**TASK MATERIAL:**

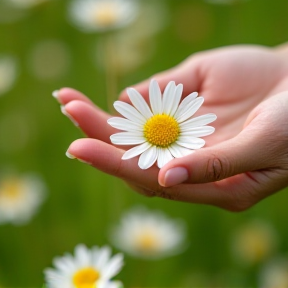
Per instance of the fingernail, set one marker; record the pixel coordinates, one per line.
(83, 161)
(55, 94)
(63, 110)
(69, 155)
(175, 176)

**WHAT THE TASK REQUIRES:** The expected output is every entry, retyped exactly, with all pictures removed.

**TASK ANSWER:**
Per instance of the fingernail, set one marker; record the pixel coordinates, one per line.
(83, 161)
(55, 94)
(63, 110)
(69, 155)
(175, 176)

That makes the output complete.